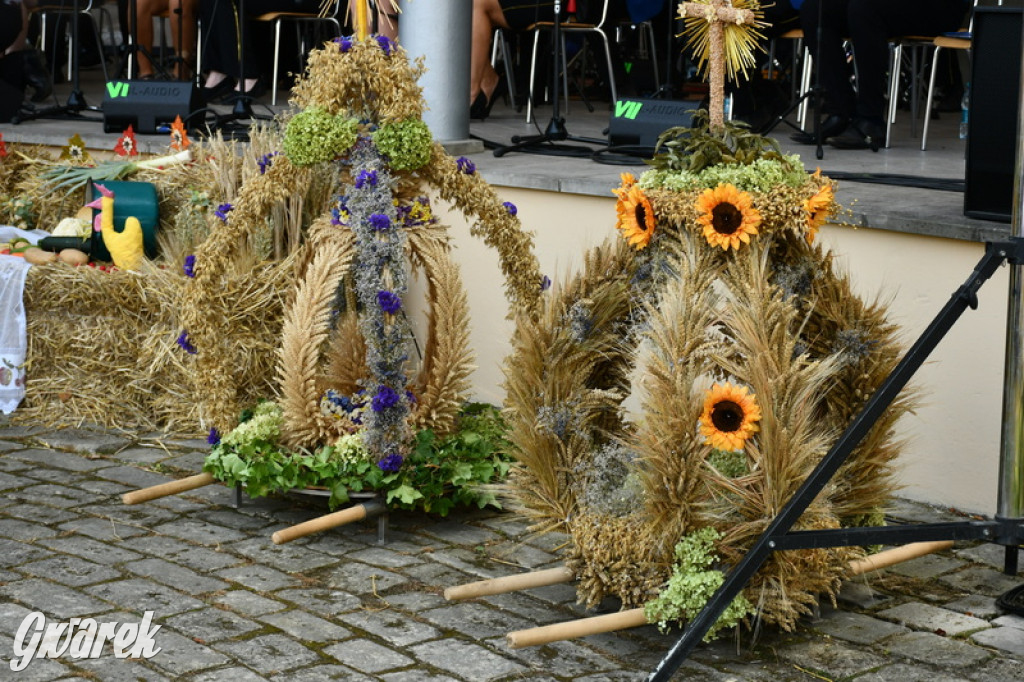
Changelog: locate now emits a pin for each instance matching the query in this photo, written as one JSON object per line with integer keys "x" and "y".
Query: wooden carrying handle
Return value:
{"x": 509, "y": 584}
{"x": 164, "y": 489}
{"x": 354, "y": 513}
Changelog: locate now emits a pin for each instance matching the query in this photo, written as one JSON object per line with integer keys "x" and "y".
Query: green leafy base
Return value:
{"x": 438, "y": 474}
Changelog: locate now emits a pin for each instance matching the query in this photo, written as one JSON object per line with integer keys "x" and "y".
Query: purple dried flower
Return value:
{"x": 366, "y": 177}
{"x": 385, "y": 43}
{"x": 391, "y": 463}
{"x": 222, "y": 211}
{"x": 379, "y": 221}
{"x": 389, "y": 301}
{"x": 384, "y": 398}
{"x": 185, "y": 344}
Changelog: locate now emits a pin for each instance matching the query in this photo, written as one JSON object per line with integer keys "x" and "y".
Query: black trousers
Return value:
{"x": 868, "y": 25}
{"x": 221, "y": 23}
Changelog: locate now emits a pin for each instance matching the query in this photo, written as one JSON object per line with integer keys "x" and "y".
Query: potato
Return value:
{"x": 37, "y": 256}
{"x": 74, "y": 257}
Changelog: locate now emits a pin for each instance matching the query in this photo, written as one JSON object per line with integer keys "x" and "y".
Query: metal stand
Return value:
{"x": 1003, "y": 530}
{"x": 556, "y": 131}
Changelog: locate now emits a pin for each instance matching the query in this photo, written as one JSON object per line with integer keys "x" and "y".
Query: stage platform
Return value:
{"x": 896, "y": 205}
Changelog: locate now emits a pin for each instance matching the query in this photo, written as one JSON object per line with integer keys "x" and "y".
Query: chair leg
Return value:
{"x": 928, "y": 103}
{"x": 276, "y": 60}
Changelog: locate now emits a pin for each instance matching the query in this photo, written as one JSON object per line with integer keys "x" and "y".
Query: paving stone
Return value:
{"x": 180, "y": 655}
{"x": 832, "y": 658}
{"x": 462, "y": 534}
{"x": 129, "y": 594}
{"x": 53, "y": 496}
{"x": 271, "y": 652}
{"x": 232, "y": 674}
{"x": 976, "y": 605}
{"x": 53, "y": 600}
{"x": 980, "y": 580}
{"x": 14, "y": 552}
{"x": 199, "y": 531}
{"x": 991, "y": 555}
{"x": 133, "y": 476}
{"x": 1005, "y": 639}
{"x": 260, "y": 579}
{"x": 212, "y": 625}
{"x": 71, "y": 570}
{"x": 17, "y": 529}
{"x": 324, "y": 674}
{"x": 289, "y": 558}
{"x": 325, "y": 602}
{"x": 856, "y": 627}
{"x": 386, "y": 557}
{"x": 905, "y": 673}
{"x": 359, "y": 578}
{"x": 367, "y": 656}
{"x": 932, "y": 619}
{"x": 306, "y": 627}
{"x": 12, "y": 482}
{"x": 102, "y": 528}
{"x": 141, "y": 455}
{"x": 941, "y": 651}
{"x": 395, "y": 629}
{"x": 467, "y": 659}
{"x": 60, "y": 460}
{"x": 474, "y": 621}
{"x": 175, "y": 576}
{"x": 248, "y": 603}
{"x": 89, "y": 549}
{"x": 926, "y": 566}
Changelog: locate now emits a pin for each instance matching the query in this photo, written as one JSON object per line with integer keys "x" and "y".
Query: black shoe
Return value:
{"x": 832, "y": 126}
{"x": 36, "y": 75}
{"x": 862, "y": 134}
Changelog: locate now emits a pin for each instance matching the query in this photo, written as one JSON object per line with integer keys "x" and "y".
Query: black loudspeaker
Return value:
{"x": 994, "y": 109}
{"x": 640, "y": 122}
{"x": 147, "y": 105}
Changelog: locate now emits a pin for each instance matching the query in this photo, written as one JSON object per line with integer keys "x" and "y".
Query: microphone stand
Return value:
{"x": 76, "y": 99}
{"x": 556, "y": 131}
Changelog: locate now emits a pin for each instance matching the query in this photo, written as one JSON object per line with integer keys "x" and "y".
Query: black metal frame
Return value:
{"x": 777, "y": 536}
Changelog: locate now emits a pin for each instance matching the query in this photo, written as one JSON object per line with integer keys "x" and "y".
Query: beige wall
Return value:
{"x": 952, "y": 457}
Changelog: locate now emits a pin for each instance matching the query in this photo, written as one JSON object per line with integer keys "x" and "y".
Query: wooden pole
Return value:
{"x": 509, "y": 584}
{"x": 354, "y": 513}
{"x": 164, "y": 489}
{"x": 635, "y": 617}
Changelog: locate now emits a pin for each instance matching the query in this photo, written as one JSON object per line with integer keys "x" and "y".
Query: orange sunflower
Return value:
{"x": 728, "y": 216}
{"x": 817, "y": 209}
{"x": 730, "y": 417}
{"x": 636, "y": 216}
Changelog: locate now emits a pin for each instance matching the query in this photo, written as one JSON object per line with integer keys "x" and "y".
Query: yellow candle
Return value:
{"x": 360, "y": 19}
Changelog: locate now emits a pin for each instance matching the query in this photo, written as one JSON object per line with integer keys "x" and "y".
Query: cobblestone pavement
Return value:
{"x": 339, "y": 605}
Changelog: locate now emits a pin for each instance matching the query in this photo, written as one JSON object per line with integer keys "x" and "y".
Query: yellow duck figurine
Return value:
{"x": 125, "y": 246}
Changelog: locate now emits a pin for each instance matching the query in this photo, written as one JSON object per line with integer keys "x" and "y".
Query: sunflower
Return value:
{"x": 727, "y": 215}
{"x": 729, "y": 417}
{"x": 636, "y": 216}
{"x": 817, "y": 209}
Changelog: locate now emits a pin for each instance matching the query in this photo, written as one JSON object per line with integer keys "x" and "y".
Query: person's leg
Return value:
{"x": 482, "y": 77}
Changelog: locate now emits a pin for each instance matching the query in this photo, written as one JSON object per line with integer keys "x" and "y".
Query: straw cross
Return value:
{"x": 717, "y": 13}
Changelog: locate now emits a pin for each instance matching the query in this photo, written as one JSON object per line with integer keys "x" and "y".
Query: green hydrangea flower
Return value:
{"x": 313, "y": 136}
{"x": 407, "y": 143}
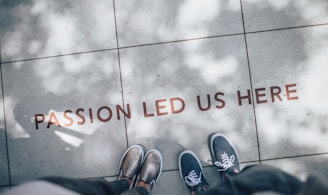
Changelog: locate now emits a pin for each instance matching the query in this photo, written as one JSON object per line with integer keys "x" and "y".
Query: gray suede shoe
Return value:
{"x": 130, "y": 163}
{"x": 151, "y": 168}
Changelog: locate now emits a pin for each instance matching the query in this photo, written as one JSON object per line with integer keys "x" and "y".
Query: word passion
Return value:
{"x": 163, "y": 107}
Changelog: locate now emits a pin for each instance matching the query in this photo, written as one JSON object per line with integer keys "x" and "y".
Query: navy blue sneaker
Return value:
{"x": 191, "y": 172}
{"x": 224, "y": 155}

To do: Will you restate every entry word for word and omit the images?

Result for this task:
Changelog: locate now emits a pin for each instance matching the query in this photo, written as one JSON object per line with integer keys "x" and "y".
Query: wooden carrying handle
Return value:
{"x": 509, "y": 584}
{"x": 164, "y": 489}
{"x": 354, "y": 513}
Changelog: locate now emits a pin for each instance matching the query in this photo, written as one JSON object per line with integer keys "x" and "y".
Query: green leafy base
Return value:
{"x": 438, "y": 474}
Changelog: locate now emits a pin for each instance matching the query in this photo, written as one JSON object per line with integer keys "x" and "y".
Query: purple dried flower
Return value:
{"x": 366, "y": 177}
{"x": 385, "y": 43}
{"x": 391, "y": 463}
{"x": 222, "y": 211}
{"x": 379, "y": 221}
{"x": 389, "y": 301}
{"x": 384, "y": 398}
{"x": 185, "y": 344}
Changelog: locate now emits a pin for each instance matching the query in this photo, written as one JSON object per line with integer keys "x" and "y".
Query: black trousers
Return value:
{"x": 868, "y": 25}
{"x": 221, "y": 23}
Changelog: locate now emits a pin for each instance matching the query in this photo, written as one JSON object per line with integer keys "x" and "y".
Query: potato
Return value:
{"x": 37, "y": 256}
{"x": 74, "y": 257}
Changelog: locate now emits a pin for each instance matching the query in this photo, written as one JSON object per line with integer keys "x" and "y".
Query: metal stand
Return value:
{"x": 1003, "y": 530}
{"x": 556, "y": 131}
Changelog: locate now emits a pin for each instance matching the query in this photo, written as one JSON object per line with integer keys "x" and "y".
Query: stage platform
Return value:
{"x": 896, "y": 205}
Changelog: locate now emits a pin for each instance matching the query in this photo, written as one JSON object per line with integer keys "x" and "y".
Query: chair leg
Return value:
{"x": 928, "y": 103}
{"x": 276, "y": 60}
Changelog: locate now emits a pin for each instance matching the query in this photo, written as one JSON object per line with integer keys "x" and "y".
Query: paving stone
Return value:
{"x": 180, "y": 655}
{"x": 832, "y": 658}
{"x": 462, "y": 534}
{"x": 129, "y": 594}
{"x": 53, "y": 496}
{"x": 271, "y": 652}
{"x": 232, "y": 674}
{"x": 976, "y": 605}
{"x": 53, "y": 600}
{"x": 980, "y": 580}
{"x": 14, "y": 552}
{"x": 199, "y": 531}
{"x": 991, "y": 555}
{"x": 133, "y": 476}
{"x": 1005, "y": 639}
{"x": 260, "y": 579}
{"x": 212, "y": 625}
{"x": 71, "y": 570}
{"x": 17, "y": 529}
{"x": 324, "y": 674}
{"x": 289, "y": 558}
{"x": 325, "y": 602}
{"x": 856, "y": 627}
{"x": 386, "y": 557}
{"x": 905, "y": 673}
{"x": 359, "y": 578}
{"x": 367, "y": 656}
{"x": 932, "y": 619}
{"x": 306, "y": 627}
{"x": 12, "y": 482}
{"x": 102, "y": 528}
{"x": 141, "y": 455}
{"x": 941, "y": 651}
{"x": 395, "y": 629}
{"x": 467, "y": 659}
{"x": 60, "y": 460}
{"x": 474, "y": 621}
{"x": 175, "y": 576}
{"x": 248, "y": 603}
{"x": 89, "y": 549}
{"x": 926, "y": 566}
Changelog: locate now emits a pin for each instance matching the query in this photo, written as one JSON object per line with integer keys "x" and "y".
Query: black shoe
Return value:
{"x": 832, "y": 126}
{"x": 36, "y": 75}
{"x": 862, "y": 134}
Changelog: locate now emits a pin for each instance matching the query in this photo, written as one JSON object per line with integer keys "x" and "y".
Query: black loudspeaker
Return value:
{"x": 994, "y": 109}
{"x": 640, "y": 122}
{"x": 147, "y": 105}
Changelog: locate now emits a pin for each instance matching the query in this photo, written as one JSON object per line with integer keys "x" and "y".
Query: microphone stand
Return value:
{"x": 76, "y": 99}
{"x": 556, "y": 131}
Changelog: locate now emits a pin for each instance matching the query in this photo, written as one JSON object per line with integer keys "x" and "y".
Query: black metal frame
Return value:
{"x": 777, "y": 536}
Changelog: locate now emits a pin for each instance matching the query in this photo, written as one JSON object per line with integer keys "x" and "y".
Query: beige wall
Return value:
{"x": 952, "y": 457}
Changelog: locate now emits a pin for each instance matching the query in this photo, written as one JSON object per line with integer keys "x" and "y".
Query: wooden pole
Return value:
{"x": 509, "y": 584}
{"x": 354, "y": 513}
{"x": 164, "y": 489}
{"x": 635, "y": 617}
Changelog: locate now emits a pin for each instance matching the query in this photo, written as one JSON object per line with integer keys "x" and "y".
Query: orange sunflower
Return value:
{"x": 728, "y": 216}
{"x": 817, "y": 209}
{"x": 730, "y": 417}
{"x": 636, "y": 216}
Changelog: locate now emits a pin for each instance matching the query in this photo, written as one JSON object per line with integer keys "x" and "y".
Query: yellow candle
Return value:
{"x": 360, "y": 19}
Changelog: locate now emits a pin for each instance matching the query in this photo, written as one JSON object per line with integer keys "x" and "y".
Query: cobblestone pavement
Return value:
{"x": 339, "y": 605}
Changelog: locate now emits a pin for each instance matching the query in this photo, written as one JSON object per line with integer keys "x" and "y".
Query: yellow duck figurine
Return value:
{"x": 125, "y": 246}
Changelog: locate now emits a pin for each instance matching the query in this photo, written as one JSON object per line with integer keys "x" and "y".
Query: sunflower
Return value:
{"x": 727, "y": 215}
{"x": 729, "y": 417}
{"x": 636, "y": 216}
{"x": 817, "y": 209}
Changelog: locate now emits a pin for each instance matching the query in this photo, written as one JSON object per line with integer keys "x" and "y".
Query: person's leg
Return value:
{"x": 482, "y": 77}
Changelog: locate now emits a pin for each instance matching the query in this photo, written as one JSON object per line with integer keys "x" and "y".
Query: straw cross
Return value:
{"x": 717, "y": 13}
Changelog: locate now emits a pin for each instance matching the query in this photo, written as one JSON object per line with integer keys "x" and "y".
Query: green hydrangea flower
Return value:
{"x": 313, "y": 136}
{"x": 407, "y": 143}
Changelog: locate now emits a pin for each instance matching the query in this photo, written as one JSON object per line with integer keys "x" and "y".
Query: gray suede shoe
Return value:
{"x": 130, "y": 163}
{"x": 151, "y": 168}
Changelog: locate now emits a pin for each instance matching the query in this photo, written as one JSON object per line with integer keys "x" and "y".
Query: word passion
Return value:
{"x": 163, "y": 107}
Changelog: locate now emits a pin for each instance matching the query in this photo, written as one JSON object per line with integer keys "x" and "y".
Query: navy blue sneaker
Return value:
{"x": 191, "y": 172}
{"x": 224, "y": 155}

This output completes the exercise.